→ **Exercise directions**
Set down exactly the lines that run from the line with "segment <item>stadium crowd" to the end of the data, and nothing else.

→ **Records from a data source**
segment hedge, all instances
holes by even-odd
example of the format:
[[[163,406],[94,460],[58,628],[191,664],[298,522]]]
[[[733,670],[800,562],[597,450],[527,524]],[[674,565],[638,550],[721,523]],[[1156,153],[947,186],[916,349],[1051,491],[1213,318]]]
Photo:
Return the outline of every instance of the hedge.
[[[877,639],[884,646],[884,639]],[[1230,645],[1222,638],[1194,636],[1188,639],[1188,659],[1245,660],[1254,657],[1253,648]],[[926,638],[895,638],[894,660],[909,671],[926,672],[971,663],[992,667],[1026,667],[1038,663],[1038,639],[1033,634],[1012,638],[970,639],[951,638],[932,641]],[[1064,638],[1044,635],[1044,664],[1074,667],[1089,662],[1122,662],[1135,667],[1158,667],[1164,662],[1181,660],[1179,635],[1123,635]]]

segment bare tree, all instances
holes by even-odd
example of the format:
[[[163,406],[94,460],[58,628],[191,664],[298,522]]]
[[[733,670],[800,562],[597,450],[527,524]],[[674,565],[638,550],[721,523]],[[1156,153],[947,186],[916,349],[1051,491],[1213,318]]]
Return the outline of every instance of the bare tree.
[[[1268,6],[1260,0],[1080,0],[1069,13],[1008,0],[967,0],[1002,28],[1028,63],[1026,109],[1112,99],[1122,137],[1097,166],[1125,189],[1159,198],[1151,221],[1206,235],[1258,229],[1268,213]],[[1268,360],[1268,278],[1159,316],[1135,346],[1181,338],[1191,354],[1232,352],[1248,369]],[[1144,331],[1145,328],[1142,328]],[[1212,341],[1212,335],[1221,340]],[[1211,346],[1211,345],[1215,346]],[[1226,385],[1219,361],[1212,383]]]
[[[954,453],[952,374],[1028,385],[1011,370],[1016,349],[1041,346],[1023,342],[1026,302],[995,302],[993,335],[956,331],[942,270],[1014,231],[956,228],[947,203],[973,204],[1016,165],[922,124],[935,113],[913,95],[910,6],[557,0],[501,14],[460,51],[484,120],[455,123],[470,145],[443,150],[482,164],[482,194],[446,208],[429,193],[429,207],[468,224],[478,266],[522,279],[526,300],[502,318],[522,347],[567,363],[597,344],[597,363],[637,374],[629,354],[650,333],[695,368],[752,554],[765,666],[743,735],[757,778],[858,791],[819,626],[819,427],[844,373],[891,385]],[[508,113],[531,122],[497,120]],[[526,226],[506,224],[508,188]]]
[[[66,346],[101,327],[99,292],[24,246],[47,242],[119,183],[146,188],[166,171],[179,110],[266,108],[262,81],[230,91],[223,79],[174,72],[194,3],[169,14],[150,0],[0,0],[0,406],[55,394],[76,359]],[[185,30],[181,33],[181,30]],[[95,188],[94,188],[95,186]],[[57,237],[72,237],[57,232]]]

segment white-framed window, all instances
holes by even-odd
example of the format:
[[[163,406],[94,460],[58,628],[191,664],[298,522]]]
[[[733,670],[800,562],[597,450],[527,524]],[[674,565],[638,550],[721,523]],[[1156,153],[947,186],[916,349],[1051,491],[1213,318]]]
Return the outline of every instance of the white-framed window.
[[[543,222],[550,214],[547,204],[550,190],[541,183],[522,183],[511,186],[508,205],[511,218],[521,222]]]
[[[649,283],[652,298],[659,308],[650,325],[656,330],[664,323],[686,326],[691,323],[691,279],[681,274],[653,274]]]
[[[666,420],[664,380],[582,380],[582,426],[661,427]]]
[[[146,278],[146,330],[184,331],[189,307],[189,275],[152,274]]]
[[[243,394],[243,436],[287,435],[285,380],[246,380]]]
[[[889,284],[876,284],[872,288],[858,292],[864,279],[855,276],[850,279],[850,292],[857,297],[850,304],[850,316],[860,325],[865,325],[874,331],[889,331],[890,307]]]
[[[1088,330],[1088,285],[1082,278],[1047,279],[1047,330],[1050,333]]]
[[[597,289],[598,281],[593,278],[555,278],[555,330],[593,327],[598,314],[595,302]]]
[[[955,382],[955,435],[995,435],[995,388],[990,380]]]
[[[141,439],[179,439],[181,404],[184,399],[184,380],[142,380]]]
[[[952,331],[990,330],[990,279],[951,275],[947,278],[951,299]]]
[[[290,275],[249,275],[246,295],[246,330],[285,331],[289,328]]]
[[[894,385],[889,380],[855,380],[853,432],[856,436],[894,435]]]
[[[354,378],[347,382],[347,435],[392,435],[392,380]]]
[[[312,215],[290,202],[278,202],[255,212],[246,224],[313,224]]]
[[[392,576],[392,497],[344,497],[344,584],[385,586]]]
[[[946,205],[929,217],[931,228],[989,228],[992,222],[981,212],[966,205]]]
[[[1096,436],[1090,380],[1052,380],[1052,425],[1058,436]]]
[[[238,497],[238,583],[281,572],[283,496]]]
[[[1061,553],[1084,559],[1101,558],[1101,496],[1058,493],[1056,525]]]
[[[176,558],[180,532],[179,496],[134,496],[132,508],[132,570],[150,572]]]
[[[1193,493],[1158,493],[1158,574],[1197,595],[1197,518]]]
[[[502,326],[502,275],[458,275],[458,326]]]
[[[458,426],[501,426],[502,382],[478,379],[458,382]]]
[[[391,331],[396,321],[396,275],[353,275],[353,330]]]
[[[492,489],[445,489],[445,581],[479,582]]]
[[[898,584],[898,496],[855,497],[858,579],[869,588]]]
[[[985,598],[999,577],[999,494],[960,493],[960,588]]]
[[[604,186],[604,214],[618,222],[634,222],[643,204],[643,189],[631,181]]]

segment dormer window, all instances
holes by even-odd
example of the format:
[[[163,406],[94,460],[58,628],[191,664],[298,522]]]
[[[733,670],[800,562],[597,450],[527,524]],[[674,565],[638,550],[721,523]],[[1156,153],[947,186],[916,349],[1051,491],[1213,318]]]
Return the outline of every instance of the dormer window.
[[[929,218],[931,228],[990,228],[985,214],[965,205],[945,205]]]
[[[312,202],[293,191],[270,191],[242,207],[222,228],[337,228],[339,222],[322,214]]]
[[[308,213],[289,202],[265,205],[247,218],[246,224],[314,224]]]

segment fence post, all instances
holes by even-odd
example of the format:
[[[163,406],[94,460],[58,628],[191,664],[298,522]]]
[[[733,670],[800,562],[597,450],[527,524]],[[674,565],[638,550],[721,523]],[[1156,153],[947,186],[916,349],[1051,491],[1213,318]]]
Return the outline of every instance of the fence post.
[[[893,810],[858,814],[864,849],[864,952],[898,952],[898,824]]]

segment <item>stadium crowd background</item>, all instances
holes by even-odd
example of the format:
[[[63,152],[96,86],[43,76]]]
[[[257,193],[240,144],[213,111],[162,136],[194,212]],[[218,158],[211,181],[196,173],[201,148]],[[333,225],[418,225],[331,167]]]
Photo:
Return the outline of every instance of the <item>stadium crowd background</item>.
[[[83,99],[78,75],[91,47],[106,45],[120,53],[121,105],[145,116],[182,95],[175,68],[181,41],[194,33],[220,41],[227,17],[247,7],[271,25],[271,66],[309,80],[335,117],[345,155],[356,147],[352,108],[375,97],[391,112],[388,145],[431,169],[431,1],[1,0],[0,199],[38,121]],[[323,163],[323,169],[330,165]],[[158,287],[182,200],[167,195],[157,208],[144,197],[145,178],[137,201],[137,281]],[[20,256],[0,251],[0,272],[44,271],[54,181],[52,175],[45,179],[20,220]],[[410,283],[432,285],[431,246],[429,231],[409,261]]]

→ **Reply**
segment <item>stadium crowd background</item>, all instances
holes by even-odd
example of the format:
[[[63,152],[96,86],[43,76]]]
[[[257,193],[240,144],[213,111],[162,136],[194,212]],[[218,158],[211,181],[196,173],[201,148]],[[333,225],[418,225],[331,167]]]
Photo:
Return the outline of every instance of the <item>stadium crowd background</item>.
[[[83,99],[78,75],[91,47],[106,45],[120,53],[121,105],[145,116],[182,95],[175,68],[181,41],[194,33],[220,41],[227,17],[247,7],[271,25],[271,66],[309,80],[335,117],[345,155],[356,147],[352,108],[375,97],[391,112],[388,145],[431,169],[431,1],[1,0],[0,199],[38,121]],[[323,163],[323,169],[330,165]],[[158,287],[182,200],[167,195],[157,208],[144,197],[145,178],[137,201],[137,281]],[[20,256],[0,251],[0,272],[44,271],[54,181],[52,175],[45,179],[20,220]],[[410,283],[432,285],[431,246],[429,231],[409,261]]]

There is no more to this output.